### TEXT EXTRACT
+--

In fact, what is the evidence that JunkScience.com has $500,000 to give out? Have they been collecting pledges? If they have collected funds, and there's no winner to their challenge, which I can almost certainly assure you there won't be, will they keep the money?

Call me cynical, but I doubt JunkScience.com is either capable or willing to give out $500,000 to anybody, regardless of the entries they receive.

Counter-Challenge

Here's a counter-challenge for JunkScience.com. Reduce the stakes if you need to. Then change the requirements of the challenge to include a single hypothesis to falsify, as follows.

Manmade emissions of greenhouse gases do not discernibly, significantly and predictably cause increases in global temperatures.


What's there to fear, JunkScience.com?

Friday, August 8, 2008

Just in case there are any doubts about anthropogenic influence in atmospheric CO2

You would think this is the least controversial aspect of the global warming debate, but you'd be surprised. I realized this after reading some of the comments in a post by Anthony Watts about a recent correction in the way Mauna Loa data is calculated (see also reactions by Tamino and Lucia).

Tamino subsequently wrote an interesting post on differences in CO2 trends as observed in three different sites: Mauna Loa (Hawaii), Barrow (Alaska) and South Pole station. Most notably, there's a pronounced difference in the annual cycle between these stations, which according to Tamino, is explained by there being more land mass in the Northern Hemisphere. I would imagine higher CO2 emissions in the Northern Hemisphere might also play a role, but I'm speculating.

In this post I want to show that available data is quite clear about anthropogenic influence in atmospheric CO2. Additionally, I want to discuss how we can tell that excess CO2 stays in the atmosphere for a long time.

I will use about 170 years of data for this. There's a reconstruction of CO2 concentrations from 1832 to 1978 made available by CDIAC, and derived by Etheridge et al. (1998) from the Law Dome DE08, DE08-2, and DSS ice cores. You will note that there's an excellent match between these data and Mauna Loa data for the period 1958 to 1978. Mauna Loa data has an offset of 0.996 ppmv relative to Etheridge et al. (1998), so I applied this simple adjustment to it in order to end up with a dataset that goes from 1832 to 2004.

CDIAC also provides data on global CO2 emissions. What we need, however, is an estimate of excess anthropogenic CO2 that would be expected to remain in the atmosphere at any given point in time. We could simply calculate cumulative emissions since 1751 for any given year, but this is not necessarily accurate. Some excess CO2 is probably reclaimed by the planet every year. What I will do is make an assumption about the atmospheric half-life of CO2 in order to obtain a dataset of presumed excess CO2. I will use a half-life of 24.4 years (i.e. 0.972 of excess CO2 remains after 1 year). I should note that I have tried this same analysis with half-lifes of 50, 70 and 'infinite' years, and the general results are the same.

+--

### SUPPLIED ENTRIES
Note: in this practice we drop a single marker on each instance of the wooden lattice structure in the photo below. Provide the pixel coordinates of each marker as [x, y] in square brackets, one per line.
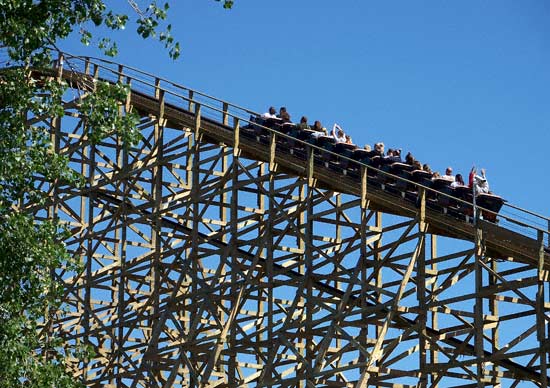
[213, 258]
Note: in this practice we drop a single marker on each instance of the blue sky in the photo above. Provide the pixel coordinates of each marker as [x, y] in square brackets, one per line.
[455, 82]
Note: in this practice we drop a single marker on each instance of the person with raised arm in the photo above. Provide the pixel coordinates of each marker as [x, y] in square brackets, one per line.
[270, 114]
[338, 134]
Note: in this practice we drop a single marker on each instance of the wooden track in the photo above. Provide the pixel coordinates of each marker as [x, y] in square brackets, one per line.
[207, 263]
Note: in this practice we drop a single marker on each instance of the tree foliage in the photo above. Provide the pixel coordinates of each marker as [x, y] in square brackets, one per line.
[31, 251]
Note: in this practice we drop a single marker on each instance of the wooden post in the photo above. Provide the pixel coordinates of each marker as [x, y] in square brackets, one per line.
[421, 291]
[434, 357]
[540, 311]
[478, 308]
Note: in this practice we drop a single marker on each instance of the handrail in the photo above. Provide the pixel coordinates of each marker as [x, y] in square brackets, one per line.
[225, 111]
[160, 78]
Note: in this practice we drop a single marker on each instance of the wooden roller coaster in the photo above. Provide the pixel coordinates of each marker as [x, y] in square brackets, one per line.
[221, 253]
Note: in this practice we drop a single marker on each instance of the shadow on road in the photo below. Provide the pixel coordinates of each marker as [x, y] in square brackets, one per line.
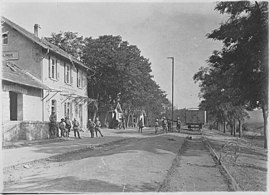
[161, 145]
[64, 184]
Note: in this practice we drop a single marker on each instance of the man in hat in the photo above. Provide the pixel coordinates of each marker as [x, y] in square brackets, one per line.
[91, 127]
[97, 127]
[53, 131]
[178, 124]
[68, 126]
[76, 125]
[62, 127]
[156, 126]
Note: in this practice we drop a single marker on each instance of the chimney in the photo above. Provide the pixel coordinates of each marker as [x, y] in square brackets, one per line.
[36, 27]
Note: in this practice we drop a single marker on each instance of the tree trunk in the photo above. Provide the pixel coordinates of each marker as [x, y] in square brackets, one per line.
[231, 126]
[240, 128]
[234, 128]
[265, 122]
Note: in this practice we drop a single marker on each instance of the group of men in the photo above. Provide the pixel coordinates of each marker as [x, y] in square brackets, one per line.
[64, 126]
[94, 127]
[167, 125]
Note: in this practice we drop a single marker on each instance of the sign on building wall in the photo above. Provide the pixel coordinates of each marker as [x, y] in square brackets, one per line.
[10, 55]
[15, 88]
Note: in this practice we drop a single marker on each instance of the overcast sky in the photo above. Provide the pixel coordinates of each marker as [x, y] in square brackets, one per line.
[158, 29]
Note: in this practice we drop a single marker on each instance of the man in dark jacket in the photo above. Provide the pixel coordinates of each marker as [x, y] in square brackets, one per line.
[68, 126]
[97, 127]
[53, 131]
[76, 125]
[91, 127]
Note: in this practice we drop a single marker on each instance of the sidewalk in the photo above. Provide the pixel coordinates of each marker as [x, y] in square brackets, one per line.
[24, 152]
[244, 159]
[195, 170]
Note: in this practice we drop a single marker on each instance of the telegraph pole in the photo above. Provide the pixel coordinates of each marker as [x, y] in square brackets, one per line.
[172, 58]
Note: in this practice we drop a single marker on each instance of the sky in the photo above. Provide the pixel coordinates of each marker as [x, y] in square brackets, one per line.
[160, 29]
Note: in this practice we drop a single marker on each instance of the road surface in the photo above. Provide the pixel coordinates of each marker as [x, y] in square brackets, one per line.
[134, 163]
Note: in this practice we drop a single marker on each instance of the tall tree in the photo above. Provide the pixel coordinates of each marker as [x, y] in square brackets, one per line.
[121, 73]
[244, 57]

+--

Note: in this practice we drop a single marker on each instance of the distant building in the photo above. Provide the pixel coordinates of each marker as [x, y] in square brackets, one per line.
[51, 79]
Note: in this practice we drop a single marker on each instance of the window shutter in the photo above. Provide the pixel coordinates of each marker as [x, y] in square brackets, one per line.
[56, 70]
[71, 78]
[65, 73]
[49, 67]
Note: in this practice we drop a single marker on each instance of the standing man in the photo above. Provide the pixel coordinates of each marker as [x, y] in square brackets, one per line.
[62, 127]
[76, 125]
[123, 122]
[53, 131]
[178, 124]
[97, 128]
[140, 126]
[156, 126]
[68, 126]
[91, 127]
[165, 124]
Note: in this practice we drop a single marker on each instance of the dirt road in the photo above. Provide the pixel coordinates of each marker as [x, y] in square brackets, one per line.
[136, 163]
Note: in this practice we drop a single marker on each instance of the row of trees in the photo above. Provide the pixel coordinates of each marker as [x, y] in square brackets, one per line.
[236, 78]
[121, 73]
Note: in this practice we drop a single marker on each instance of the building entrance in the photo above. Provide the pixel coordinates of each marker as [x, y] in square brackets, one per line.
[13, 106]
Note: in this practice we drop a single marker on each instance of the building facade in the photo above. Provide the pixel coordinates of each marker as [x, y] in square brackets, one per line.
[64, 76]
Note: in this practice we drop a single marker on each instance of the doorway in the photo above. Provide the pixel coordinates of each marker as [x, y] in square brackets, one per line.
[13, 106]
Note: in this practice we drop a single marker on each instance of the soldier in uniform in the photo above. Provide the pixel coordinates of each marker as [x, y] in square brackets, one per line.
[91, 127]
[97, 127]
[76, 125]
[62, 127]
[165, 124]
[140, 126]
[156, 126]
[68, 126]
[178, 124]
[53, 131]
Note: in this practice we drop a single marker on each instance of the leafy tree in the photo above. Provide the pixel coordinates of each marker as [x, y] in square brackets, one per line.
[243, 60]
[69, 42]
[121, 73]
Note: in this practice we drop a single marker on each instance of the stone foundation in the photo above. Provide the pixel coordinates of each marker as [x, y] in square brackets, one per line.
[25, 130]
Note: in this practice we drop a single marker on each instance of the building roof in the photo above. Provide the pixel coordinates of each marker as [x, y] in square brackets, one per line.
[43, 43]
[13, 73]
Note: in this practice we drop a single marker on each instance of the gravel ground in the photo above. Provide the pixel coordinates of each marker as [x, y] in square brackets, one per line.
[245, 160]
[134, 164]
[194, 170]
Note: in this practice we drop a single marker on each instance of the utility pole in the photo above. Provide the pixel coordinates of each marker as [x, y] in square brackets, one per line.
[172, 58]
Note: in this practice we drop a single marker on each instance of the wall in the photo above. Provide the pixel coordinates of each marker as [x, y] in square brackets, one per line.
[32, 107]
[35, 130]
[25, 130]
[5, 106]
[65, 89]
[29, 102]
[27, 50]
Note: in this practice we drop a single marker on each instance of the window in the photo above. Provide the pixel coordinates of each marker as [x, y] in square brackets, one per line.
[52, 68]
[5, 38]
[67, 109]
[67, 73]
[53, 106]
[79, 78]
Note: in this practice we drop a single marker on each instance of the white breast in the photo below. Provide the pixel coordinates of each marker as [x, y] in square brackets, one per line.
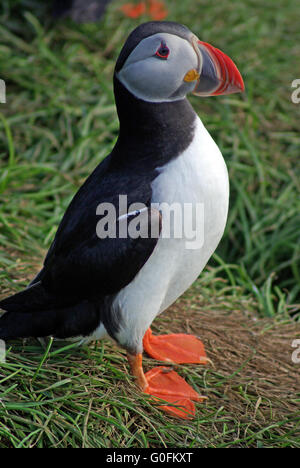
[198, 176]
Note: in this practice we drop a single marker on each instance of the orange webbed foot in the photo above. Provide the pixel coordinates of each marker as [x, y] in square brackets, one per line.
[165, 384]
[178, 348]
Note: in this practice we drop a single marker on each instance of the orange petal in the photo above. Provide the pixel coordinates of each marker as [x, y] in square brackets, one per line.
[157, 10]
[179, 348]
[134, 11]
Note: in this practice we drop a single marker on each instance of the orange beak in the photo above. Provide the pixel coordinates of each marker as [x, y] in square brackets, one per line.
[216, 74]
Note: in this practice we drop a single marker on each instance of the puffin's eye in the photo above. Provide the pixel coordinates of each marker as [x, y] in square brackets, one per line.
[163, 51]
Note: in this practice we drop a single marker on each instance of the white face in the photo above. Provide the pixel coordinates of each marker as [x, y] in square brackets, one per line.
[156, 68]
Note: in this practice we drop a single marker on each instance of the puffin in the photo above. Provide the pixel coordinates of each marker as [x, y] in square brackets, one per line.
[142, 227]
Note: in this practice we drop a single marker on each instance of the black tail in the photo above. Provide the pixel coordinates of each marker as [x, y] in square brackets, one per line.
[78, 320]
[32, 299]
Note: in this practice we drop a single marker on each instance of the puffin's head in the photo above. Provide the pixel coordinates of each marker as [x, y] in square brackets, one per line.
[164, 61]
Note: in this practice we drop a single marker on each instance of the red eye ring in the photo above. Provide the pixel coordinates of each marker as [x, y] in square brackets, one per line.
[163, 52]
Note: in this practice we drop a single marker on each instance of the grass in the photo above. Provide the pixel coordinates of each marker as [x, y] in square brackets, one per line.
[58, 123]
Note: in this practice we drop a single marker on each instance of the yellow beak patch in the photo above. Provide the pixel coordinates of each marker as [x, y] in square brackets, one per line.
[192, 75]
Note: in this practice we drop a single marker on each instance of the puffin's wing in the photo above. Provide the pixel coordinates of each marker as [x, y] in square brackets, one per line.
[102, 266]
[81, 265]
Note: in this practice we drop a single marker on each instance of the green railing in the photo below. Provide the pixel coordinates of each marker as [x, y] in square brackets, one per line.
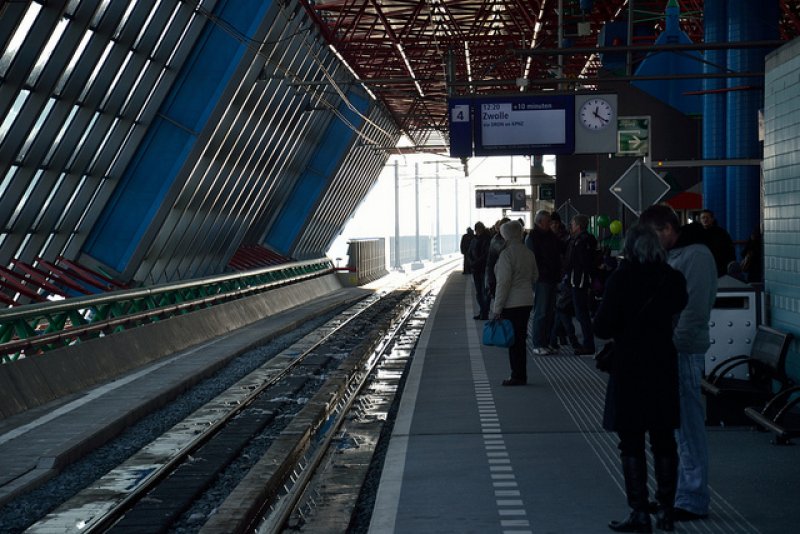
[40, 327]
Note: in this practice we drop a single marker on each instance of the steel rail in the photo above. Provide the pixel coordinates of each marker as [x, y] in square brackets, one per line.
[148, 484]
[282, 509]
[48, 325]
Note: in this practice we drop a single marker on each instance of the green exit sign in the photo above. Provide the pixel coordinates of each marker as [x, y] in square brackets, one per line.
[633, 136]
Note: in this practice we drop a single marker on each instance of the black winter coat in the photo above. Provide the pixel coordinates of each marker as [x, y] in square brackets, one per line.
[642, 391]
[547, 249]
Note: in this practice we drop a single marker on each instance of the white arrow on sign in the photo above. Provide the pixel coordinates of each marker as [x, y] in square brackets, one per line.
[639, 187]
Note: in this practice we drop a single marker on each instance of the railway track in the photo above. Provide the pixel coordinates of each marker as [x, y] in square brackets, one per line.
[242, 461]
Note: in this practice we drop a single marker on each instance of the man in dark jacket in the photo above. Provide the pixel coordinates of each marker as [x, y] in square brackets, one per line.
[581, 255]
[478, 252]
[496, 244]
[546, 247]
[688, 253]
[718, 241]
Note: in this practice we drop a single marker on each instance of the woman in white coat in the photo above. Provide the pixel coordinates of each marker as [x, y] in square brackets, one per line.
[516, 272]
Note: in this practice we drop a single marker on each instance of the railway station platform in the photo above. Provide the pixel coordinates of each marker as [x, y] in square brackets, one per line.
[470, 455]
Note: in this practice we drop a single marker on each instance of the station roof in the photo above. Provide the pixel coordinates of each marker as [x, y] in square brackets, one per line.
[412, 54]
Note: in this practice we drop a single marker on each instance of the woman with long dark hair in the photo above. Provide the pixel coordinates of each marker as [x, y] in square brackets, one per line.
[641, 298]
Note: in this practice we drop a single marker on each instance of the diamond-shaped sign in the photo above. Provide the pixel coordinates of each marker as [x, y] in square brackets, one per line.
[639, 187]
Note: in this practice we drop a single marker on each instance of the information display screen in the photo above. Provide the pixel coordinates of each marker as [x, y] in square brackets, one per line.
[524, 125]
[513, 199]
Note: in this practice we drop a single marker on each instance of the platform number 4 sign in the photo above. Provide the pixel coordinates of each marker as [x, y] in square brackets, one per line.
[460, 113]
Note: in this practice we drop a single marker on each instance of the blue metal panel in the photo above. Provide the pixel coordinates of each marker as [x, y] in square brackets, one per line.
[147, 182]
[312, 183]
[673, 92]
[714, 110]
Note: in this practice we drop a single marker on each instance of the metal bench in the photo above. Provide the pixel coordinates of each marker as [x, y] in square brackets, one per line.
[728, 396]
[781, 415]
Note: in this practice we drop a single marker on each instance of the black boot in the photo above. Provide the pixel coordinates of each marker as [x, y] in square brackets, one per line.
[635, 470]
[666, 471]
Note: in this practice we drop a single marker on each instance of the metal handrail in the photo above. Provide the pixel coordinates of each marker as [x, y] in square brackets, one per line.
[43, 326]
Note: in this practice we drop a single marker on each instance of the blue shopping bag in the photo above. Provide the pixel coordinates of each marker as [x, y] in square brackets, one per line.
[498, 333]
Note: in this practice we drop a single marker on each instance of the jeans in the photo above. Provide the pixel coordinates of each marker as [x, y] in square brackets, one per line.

+--

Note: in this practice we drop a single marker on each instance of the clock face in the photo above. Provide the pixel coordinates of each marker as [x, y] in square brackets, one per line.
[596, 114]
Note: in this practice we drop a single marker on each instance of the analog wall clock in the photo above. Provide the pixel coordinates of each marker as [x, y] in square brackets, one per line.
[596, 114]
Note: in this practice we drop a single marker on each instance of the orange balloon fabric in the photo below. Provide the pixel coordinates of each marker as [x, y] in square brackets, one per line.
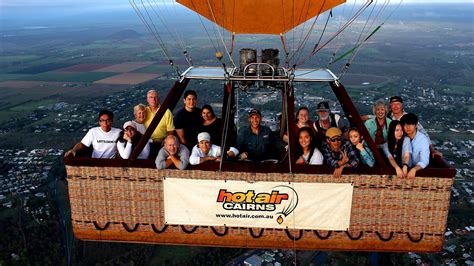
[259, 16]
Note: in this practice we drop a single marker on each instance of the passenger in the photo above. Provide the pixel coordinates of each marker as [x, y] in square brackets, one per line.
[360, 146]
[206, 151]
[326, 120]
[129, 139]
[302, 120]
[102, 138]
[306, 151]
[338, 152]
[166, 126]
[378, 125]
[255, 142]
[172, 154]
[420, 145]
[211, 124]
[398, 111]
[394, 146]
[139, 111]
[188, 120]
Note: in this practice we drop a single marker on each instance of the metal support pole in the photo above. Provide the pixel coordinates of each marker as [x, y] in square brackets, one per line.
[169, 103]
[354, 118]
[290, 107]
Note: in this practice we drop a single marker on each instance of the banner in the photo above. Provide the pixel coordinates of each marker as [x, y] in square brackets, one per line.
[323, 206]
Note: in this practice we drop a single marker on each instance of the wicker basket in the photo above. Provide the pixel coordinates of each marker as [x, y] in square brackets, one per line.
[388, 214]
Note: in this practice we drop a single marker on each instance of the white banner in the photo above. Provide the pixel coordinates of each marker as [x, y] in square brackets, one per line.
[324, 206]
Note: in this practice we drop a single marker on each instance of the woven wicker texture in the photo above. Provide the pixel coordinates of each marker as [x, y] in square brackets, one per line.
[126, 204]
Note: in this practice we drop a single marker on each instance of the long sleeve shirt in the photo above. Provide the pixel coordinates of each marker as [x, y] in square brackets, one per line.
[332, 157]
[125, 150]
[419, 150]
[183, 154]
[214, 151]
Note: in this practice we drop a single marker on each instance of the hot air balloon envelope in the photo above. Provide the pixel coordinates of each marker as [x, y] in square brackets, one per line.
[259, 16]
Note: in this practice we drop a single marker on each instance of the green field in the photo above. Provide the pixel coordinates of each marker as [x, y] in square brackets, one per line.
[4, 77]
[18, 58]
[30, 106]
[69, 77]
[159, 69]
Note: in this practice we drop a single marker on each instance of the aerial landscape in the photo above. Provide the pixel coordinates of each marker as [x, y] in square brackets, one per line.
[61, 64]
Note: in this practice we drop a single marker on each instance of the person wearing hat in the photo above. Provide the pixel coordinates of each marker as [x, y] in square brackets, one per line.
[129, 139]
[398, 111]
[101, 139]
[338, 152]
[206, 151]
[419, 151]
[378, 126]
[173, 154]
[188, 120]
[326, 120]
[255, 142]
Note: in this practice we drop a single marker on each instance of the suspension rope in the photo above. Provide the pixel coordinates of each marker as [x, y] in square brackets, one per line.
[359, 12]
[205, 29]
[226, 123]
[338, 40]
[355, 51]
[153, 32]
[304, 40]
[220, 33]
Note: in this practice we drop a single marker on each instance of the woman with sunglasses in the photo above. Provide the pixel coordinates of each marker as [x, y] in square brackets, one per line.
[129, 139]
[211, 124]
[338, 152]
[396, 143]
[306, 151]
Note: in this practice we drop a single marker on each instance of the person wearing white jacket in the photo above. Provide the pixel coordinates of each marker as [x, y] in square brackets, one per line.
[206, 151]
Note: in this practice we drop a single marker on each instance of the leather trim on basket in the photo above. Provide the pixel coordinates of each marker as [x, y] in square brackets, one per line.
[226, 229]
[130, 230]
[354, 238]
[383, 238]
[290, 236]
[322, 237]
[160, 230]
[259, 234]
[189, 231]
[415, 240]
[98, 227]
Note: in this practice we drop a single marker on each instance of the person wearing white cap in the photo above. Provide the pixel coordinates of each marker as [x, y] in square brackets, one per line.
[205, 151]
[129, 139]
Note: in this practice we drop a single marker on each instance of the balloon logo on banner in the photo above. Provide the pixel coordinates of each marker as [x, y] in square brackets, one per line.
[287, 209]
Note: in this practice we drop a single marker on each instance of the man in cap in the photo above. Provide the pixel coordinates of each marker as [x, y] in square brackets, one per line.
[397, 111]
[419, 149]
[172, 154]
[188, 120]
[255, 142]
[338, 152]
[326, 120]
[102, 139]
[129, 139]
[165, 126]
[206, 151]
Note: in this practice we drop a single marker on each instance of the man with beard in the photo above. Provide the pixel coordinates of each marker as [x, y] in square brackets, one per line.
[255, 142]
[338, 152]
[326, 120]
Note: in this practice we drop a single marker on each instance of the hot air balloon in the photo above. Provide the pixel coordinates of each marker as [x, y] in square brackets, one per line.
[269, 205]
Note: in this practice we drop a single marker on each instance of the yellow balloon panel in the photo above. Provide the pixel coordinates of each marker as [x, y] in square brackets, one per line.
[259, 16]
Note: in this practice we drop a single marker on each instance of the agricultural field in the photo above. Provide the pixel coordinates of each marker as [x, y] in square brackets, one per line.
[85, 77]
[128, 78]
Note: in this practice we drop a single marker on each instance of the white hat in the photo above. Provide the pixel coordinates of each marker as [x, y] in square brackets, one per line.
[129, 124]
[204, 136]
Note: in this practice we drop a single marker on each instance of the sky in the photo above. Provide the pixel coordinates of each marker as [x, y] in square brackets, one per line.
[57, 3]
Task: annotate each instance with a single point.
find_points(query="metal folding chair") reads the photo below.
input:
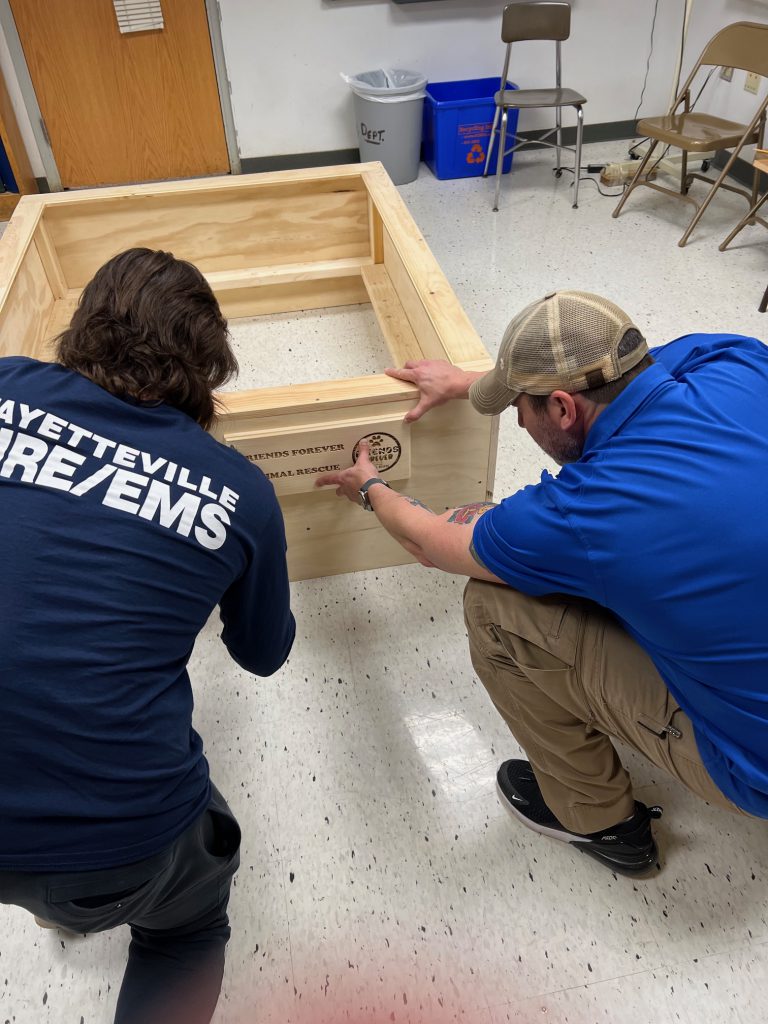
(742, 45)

+--

### DIRECTION A
Select every line of the rows above that contains the word "station", and copy each such line. Treat the match as case-sensitive.
### DIRECTION B
Carry on the blog post about anthropogenic influence on atmospheric CO2, picking up right after its last sentence.

### WRITTEN REPLY A
Note: in this practice we drop a single marker on each instance of the railway station platform in the photo above. Provide the pixel coordinates of each marker as [x, y] in square brackets, one per line.
Note: in this practice we drop a single marker on each instance of the station roof in the photo above. Provide the pixel coordinates of each marker as [x, y] in square brackets, one per line.

### WRITTEN REPLY B
Figure 1 shows the time series of the two data sets.

co2 concentration and emissions

The trends are clear enough. CO2 emissions appear to accumulate in the atmosphere and are then observed in ice cores (and at various other sites like Mauna Loa). Every time we compare time series, though, there's a possibility that we're looking at coincidental trends. A technique that can be used to control for potentially coincidental trends is called detrended cross-correlation analysis (Podobnik & Stanley, 2007). In our case, the detrended cross-correlation is obvious enough graphically, and we'll leave it at that. See Figure 2. Basically, we take the time series and remove their trends, which are given by third-order polynomial fits. You can do the same thing with linear fits or second-order first. The third-order fit is a better fit and produces more fluctuations around the trend, which makes the correlation more obvious and less likely to be explained by coincidence.

detrended residuals co2 concentration emissions

With that out of the way, how do we know that excess CO2 stays in the atmosphere for a long time? First, let's check what the scientific literature says on the subject, specifically, Moore & Braswell (1994):

If one assumes a terrestrial biosphere with a fertilization flux, then our best estimate is that the single half-life for excess CO2 lies within the range of 19 to 49 years, with a reasonable average being 31 years. If we assume only regrowth, then the average value for the single half-life for excess CO2 increases to 72 years, and if we remove the terrestrial component completely, then it increases further to 92 years.


In general, it is widely accepted that the atmospheric half-life of CO2 is measured in decades, not years.

One type of analysis that I have attempted is to select the half-life hypothesis that maximizes the Pearson's correlation coefficient of the series from Figure 1. If I do this, I find that the best half-life is about 24.4 years. Nevertheless, I had attempted the same exercise with the Mauna Loa series (1958-2004) previously, and the best half-life then seems to be about 70 years. It varies depending on the time frame, and there's not necessarily a trend in the half life. This just comes to show that there's uncertainty in the calculation, and that the half-life model is a simplification of the real world.

Another approach we can take is to try to estimate the weight of excess CO2 currently in the atmosphere, and see how this compares to data on emissions. The current excess of atmospheric CO2 is agreed to be roughly 100 ppmv. If by 'atmosphere' we mean 20 Km above ground (this is fairly arbitrary) then the volume of the atmosphere is about 1.03x1010 Km3. This would mean that the total volume of excess CO2 is 1.03x106 Km3, or 1.03x1015 m3. The density of CO2 is 1.98 kg/m3, so the total weight of excess CO2 should be about 2.03x1015 Kg, or 2,030,000 millions of metric tons.

Something is not right, though. If we add all annual CO2 emissions from 1751 to 2004, we come up with 334,000 millions of metric tons total. This can't be. I'd suggest that CDIAC data does not count all sources of anthropogenic emissions of CO2. It obviously can't be considering feedbacks either. Furthermore, our assumptions in the calculations above might not be accurate (specifically that a 100 ppmv excess is maintained up to an altitude of 20Km). In any case, it's hard to see how these numbers would support the notion that the half-life of CO2 is low.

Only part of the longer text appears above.